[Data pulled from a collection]
=======
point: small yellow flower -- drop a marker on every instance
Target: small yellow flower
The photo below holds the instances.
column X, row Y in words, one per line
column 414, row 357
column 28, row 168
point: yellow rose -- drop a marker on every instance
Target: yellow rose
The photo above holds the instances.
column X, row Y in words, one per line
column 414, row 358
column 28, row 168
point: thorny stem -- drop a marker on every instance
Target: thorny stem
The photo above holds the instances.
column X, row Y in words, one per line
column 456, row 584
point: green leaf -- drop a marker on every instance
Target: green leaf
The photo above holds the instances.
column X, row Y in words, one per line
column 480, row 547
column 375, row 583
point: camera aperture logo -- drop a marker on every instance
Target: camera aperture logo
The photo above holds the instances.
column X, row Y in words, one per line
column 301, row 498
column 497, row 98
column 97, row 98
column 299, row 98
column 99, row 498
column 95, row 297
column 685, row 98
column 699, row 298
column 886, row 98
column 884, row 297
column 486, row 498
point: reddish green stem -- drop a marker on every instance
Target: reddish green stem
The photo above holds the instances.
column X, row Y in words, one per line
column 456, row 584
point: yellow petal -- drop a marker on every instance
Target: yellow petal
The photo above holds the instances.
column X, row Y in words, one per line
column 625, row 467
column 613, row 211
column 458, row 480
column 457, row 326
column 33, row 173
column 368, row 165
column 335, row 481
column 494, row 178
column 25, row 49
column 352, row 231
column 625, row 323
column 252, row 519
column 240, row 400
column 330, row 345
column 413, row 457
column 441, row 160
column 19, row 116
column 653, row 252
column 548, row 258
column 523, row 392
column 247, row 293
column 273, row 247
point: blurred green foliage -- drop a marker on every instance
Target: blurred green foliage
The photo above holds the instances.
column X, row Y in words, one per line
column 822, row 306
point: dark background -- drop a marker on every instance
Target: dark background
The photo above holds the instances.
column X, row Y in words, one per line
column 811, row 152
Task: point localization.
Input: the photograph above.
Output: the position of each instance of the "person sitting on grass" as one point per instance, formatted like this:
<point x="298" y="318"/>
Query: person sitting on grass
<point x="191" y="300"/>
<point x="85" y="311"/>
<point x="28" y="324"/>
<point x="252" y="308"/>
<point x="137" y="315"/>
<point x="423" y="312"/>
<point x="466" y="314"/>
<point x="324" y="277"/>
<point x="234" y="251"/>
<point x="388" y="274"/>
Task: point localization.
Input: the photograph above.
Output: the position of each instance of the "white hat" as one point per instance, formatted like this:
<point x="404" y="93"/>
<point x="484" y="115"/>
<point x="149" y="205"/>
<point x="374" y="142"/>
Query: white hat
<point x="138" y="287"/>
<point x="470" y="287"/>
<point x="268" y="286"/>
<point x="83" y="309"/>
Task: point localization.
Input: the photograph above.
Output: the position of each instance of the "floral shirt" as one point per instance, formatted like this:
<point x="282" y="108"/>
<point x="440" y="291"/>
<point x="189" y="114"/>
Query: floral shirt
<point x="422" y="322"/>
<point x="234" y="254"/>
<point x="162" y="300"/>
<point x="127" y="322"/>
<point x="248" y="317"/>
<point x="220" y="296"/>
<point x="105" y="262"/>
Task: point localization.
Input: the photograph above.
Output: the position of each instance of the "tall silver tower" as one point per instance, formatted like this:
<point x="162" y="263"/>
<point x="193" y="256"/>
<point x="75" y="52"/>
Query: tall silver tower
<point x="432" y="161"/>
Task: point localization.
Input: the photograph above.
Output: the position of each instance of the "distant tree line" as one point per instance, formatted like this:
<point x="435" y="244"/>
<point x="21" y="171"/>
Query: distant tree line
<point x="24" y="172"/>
=======
[What you are asked to do] Copy out all of the rows again, putting "shown here" everywhere "above" appears and keeping every other word the same.

[Right answer]
point: small yellow flower -- drop a marker on every instance
Target: small yellow flower
The photo below holds the instances.
column X, row Y in words, one per line
column 414, row 357
column 28, row 168
point: yellow rose -- drop a marker on every instance
Target: yellow rose
The photo shown here holds the instances.
column X, row Y in words, one per line
column 414, row 358
column 28, row 168
point: thorny stem -- drop a marker on every instance
Target: thorny stem
The photo shown here holds the instances.
column X, row Y in words, one per line
column 456, row 584
point: green leaf -- drop a marker on every instance
Target: green leaf
The photo shown here holds the instances.
column X, row Y in words, one per line
column 480, row 547
column 375, row 583
point: camera aperture logo -- drop a marker on every instance
Target: camera aperture logo
The photo shown here holds the instances.
column X, row Y in words, one per line
column 301, row 498
column 497, row 98
column 97, row 98
column 299, row 98
column 99, row 498
column 95, row 297
column 685, row 98
column 699, row 298
column 886, row 98
column 884, row 297
column 486, row 498
point: reddish green stem -- drop a marker on every instance
Target: reddish green stem
The photo shown here holds the instances.
column X, row Y in words, one per line
column 456, row 584
point: yellow petal -- drop a marker on every instance
Target: yellow petal
The photo shown here holds the instances.
column X, row Y in words, one per line
column 625, row 467
column 613, row 211
column 458, row 480
column 457, row 326
column 33, row 173
column 368, row 165
column 335, row 481
column 494, row 178
column 25, row 49
column 352, row 231
column 625, row 323
column 252, row 519
column 240, row 400
column 330, row 345
column 413, row 457
column 441, row 160
column 19, row 116
column 653, row 252
column 548, row 258
column 523, row 392
column 247, row 293
column 273, row 247
point: blurred green foliage -- drop a marker on every instance
Target: blurred green foliage
The photo shown here holds the instances.
column X, row Y in words, one per line
column 822, row 306
point: dark background -- drop a marker on every instance
Target: dark background
The photo shown here holds the instances.
column X, row Y in words, one per line
column 811, row 152
Task: point localization.
Input: the photograph shown here.
Output: the position of each instance of the "person sitting on grass" as one point per instance, formatted like this:
<point x="298" y="318"/>
Query: person sitting on grass
<point x="191" y="300"/>
<point x="85" y="311"/>
<point x="28" y="324"/>
<point x="252" y="308"/>
<point x="137" y="315"/>
<point x="423" y="312"/>
<point x="466" y="314"/>
<point x="324" y="277"/>
<point x="234" y="251"/>
<point x="388" y="274"/>
Task: point localization.
Input: the photograph shown here.
Output: the position of each instance of the "white hat" as one point per instance, formatted like this:
<point x="404" y="93"/>
<point x="484" y="115"/>
<point x="149" y="205"/>
<point x="374" y="142"/>
Query: white hat
<point x="138" y="287"/>
<point x="470" y="287"/>
<point x="268" y="286"/>
<point x="83" y="309"/>
Task: point localization.
Input: the photograph shown here.
Output: the position of each instance of the "floral shirt" as one point per instance, formatted like this:
<point x="282" y="108"/>
<point x="440" y="291"/>
<point x="189" y="114"/>
Query: floral shirt
<point x="422" y="322"/>
<point x="234" y="254"/>
<point x="162" y="300"/>
<point x="127" y="322"/>
<point x="248" y="317"/>
<point x="220" y="296"/>
<point x="105" y="262"/>
Task: point localization.
Input: the photograph shown here.
Output: the position of each instance of the "tall silver tower" as one point per instance, formatted like this:
<point x="162" y="263"/>
<point x="193" y="256"/>
<point x="75" y="52"/>
Query: tall silver tower
<point x="432" y="161"/>
Task: point localization.
Input: the photograph shown here.
Output: the position of each instance of the "distant tree line" as one point per instance, formatted like this:
<point x="435" y="244"/>
<point x="21" y="171"/>
Query: distant tree line
<point x="24" y="172"/>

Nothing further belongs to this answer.